EXERCISE REQUIREMENTS:
a – Name the countries that the USAID statement says the partnership has helped to increase their vaccination rates.
b – Answer from the USAID statement:
(i) What was the dollar amount of the agreement announced that afternoon?
(ii) What was the total of the Administration's supplemental requests?
(iii) How many additional surge countries would the Global VAX initiative have expanded to?
c – Return the passage of the USAID statement from "Barring additional funding, the" to "all nations seek.", copied word for word.
━━━━━ DOCUMENT EXCERPT
Urgent need for additional global Covid-19 resources

By United States Agency for International Development

Urgent need for additional global Covid-19 resources

Throughout the COVID-19 pandemic, Congress has consistently come together in an inspiring show of bipartisan support to fund the response. The $10 billion agreement announced this afternoon, while helping to fund the immediate domestic needs like treatments and tests, unfortunately, leaves out the resources needed to power our global COVID response—an effort that is critical to preventing the emergence of new deadly variants and moving the world beyond this pandemic

Right now, the lowest-income countries—where vaccinations have reached less than 15 percent of people—need additional support to get the shots USAID is donating into arms. The Biden-Harris Administration launched the Global VAX initiative for this reason: to accelerate COVID-19 vaccination campaigns around the world, including by surging resources and other support to 11 countries. This effort is helping partner countries manage the cold chain and distribution logistics to keep vaccines from spoiling, recruit and train health-care workers to reach rural populations living miles from the nearest health facility, and fight vaccine myths and disinformation that swirl throughout social media and hurt public trust. And it is making a crucial difference—the partnership has helped countries like Côte d’Ivoire, Uganda, and Zambia to increase their vaccination rates.

The funding originally requested in the Administration’s $5 billion supplemental requests would have enabled a significant expansion of the global vaccination drive, expanding the Global VAX initiative to another 20 surge countries and providing support to other global COVID-19 response priorities, like the rollout of boosters and pediatric doses. With more than 30 countries still off track to hit their vaccination coverage targets this year, it remains critical to expanding the initiative beyond the 11 current surge countries. The supplemental request would have also enabled us to ramp up global testing, treatments, and health services for more than 100 million people. This would help developing countries shore up lagging testing and surveillance, and supply new high-impact anti-viral treatments to save more lives.

Barring additional funding, the United States would have to turn its back on the countries that need urgent help to boost their vaccination rates, including nearly two dozen additional nations we had planned to partner with within the coming months. By not helping these countries get shots into arms, USAID would leave their populations unprotected and allow the virus to continue mutating into new, potentially more dangerous variants. Scientific research has established that new variants are more likely to emerge from a long-term infection in immuno-compromised individuals who lack access to vaccination or treatment. That outcome would be disastrous, with the potential to claim more lives globally and here at home, and deliver a blow to the economic recovery that people of all nations seek.

The battle against this global pandemic has been long and exhausting, but USAID can’t afford to abandon the efforts. The reality of pandemics is that unless every part of the world is safe—unless every part of the world achieves broad vaccination coverage and has adequate access to treatments, tests, PPE, masks, and more—then none of us are safe. To tackle COVID-19 and end this pandemic once and for all, Congress must do what it has done before: come together and commit the additional resources USAID desperately needs to continue the fight.
━━━━━━━━━━
━━━━━ GIVEN INFORMATION
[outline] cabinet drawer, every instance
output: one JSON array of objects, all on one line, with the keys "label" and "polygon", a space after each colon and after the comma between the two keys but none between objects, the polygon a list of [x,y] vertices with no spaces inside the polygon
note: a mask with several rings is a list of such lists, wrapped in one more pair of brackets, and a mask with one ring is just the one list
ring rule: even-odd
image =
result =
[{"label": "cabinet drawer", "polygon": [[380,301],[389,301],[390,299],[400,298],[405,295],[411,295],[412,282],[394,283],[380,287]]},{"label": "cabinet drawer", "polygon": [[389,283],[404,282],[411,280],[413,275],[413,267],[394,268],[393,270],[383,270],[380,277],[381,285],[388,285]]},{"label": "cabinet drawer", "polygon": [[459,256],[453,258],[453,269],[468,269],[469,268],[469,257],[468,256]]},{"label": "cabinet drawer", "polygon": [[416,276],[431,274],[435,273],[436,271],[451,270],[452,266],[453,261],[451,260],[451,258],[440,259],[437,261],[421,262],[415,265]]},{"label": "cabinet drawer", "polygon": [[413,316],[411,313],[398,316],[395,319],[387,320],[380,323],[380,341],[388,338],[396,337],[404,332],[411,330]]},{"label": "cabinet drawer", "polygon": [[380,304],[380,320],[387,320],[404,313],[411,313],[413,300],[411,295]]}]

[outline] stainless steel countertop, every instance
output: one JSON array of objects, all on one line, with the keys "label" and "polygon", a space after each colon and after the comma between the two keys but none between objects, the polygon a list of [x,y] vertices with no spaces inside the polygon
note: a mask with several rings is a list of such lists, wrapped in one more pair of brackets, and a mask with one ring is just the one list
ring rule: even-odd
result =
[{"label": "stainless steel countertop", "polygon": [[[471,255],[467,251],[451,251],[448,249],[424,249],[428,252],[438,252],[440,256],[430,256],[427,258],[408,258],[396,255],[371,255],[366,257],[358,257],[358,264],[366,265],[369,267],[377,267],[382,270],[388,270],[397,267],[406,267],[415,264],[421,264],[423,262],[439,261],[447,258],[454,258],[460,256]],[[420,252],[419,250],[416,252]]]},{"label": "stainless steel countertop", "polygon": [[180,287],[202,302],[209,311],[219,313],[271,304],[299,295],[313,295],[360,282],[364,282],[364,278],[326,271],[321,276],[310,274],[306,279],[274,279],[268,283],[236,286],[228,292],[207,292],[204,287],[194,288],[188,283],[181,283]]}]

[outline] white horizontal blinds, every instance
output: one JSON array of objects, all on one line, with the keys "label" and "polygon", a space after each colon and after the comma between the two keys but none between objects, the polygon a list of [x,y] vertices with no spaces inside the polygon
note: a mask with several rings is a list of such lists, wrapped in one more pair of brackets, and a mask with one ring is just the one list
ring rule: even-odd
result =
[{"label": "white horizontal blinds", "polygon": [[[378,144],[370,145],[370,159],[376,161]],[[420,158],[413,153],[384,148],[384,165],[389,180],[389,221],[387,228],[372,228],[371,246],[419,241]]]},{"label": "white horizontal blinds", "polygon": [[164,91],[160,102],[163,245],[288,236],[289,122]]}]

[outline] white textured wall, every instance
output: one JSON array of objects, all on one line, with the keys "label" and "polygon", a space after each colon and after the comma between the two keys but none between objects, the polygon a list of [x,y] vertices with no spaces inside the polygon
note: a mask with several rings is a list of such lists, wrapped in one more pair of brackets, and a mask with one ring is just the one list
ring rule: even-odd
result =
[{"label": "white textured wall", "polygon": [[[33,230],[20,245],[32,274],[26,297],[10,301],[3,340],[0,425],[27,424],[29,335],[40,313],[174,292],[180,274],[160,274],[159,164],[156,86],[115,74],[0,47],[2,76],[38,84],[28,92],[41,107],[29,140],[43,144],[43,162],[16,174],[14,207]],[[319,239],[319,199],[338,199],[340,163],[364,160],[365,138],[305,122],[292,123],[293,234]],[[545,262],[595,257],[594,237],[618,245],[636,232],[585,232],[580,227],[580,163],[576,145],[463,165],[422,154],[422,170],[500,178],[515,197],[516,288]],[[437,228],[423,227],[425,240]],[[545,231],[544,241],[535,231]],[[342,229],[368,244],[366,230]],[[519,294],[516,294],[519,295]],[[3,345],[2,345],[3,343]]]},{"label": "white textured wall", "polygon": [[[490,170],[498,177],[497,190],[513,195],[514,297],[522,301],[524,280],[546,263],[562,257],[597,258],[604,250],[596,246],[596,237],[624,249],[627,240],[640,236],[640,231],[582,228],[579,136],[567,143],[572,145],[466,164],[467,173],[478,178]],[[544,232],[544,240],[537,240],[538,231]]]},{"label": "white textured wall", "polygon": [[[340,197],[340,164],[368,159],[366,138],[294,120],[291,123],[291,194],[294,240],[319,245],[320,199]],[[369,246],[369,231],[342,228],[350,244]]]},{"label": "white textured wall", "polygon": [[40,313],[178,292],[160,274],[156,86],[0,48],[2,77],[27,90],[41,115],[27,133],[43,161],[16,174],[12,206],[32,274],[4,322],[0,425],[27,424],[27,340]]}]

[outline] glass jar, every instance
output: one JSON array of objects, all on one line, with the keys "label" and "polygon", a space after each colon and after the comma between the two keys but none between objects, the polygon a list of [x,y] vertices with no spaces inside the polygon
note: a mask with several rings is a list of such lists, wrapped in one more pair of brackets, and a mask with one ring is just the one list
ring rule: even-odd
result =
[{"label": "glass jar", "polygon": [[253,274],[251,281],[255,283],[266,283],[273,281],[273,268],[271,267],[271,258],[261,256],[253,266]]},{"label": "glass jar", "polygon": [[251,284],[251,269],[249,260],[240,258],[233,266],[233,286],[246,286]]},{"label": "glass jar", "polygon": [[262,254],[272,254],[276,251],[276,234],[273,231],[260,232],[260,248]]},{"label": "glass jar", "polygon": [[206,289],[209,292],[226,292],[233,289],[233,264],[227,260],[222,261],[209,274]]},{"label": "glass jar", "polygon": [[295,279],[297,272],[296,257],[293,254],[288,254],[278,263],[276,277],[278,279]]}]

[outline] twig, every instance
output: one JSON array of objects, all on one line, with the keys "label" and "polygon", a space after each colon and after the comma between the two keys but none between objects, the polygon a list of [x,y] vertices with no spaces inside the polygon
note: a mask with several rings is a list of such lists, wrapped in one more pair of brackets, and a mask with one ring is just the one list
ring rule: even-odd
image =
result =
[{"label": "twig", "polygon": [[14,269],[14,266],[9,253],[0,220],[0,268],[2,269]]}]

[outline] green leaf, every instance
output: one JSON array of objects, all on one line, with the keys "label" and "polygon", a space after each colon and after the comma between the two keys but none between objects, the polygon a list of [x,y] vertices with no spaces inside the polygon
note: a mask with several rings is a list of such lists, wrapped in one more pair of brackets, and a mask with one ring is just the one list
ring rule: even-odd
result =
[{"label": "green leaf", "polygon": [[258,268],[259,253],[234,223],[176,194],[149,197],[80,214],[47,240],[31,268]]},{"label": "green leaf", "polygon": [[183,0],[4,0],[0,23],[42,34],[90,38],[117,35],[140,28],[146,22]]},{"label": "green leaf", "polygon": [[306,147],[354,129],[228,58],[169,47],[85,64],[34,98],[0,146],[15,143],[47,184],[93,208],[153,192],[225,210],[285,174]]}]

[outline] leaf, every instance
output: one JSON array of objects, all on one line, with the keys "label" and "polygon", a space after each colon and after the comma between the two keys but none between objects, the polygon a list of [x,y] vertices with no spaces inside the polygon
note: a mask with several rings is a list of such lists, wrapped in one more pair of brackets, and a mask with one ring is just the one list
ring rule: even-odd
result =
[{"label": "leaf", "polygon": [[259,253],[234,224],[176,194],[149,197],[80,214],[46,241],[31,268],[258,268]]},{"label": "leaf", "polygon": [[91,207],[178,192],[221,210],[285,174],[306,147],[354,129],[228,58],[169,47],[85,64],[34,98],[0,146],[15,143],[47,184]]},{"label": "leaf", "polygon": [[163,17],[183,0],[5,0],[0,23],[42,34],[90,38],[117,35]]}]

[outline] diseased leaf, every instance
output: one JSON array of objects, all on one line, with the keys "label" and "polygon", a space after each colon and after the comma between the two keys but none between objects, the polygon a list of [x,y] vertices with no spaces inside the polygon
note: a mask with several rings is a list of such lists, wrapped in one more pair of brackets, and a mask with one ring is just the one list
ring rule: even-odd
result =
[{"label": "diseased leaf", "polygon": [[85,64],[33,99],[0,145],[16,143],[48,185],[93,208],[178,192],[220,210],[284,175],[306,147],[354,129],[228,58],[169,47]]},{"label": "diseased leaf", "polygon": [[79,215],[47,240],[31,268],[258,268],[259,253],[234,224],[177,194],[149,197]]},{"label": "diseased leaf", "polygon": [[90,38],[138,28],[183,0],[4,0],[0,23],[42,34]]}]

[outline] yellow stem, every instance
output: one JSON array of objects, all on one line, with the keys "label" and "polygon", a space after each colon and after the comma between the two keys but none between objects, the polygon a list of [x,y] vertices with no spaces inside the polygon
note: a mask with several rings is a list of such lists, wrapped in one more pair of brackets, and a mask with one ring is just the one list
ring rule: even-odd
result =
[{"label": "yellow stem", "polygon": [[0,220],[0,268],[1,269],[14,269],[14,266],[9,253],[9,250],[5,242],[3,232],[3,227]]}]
━━━━━━━━━━
SOLUTION LIST:
a – Côte d'Ivoire, Uganda, Zambia

b –
(i) $10 billion
(ii) $5 billion
(iii) Another 20

c –
Barring additional funding, the United States would have to turn its back on the countries that need urgent help to boost their vaccination rates, including nearly two dozen additional nations we had planned to partner with within the coming months. By not helping these countries get shots into arms, USAID would leave their populations unprotected and allow the virus to continue mutating into new, potentially more dangerous variants. Scientific research has established that new variants are more likely to emerge from a long-term infection in immuno-compromised individuals who lack access to vaccination or treatment. That outcome would be disastrous, with the potential to claim more lives globally and here at home, and deliver a blow to the economic recovery that people of all nations seek.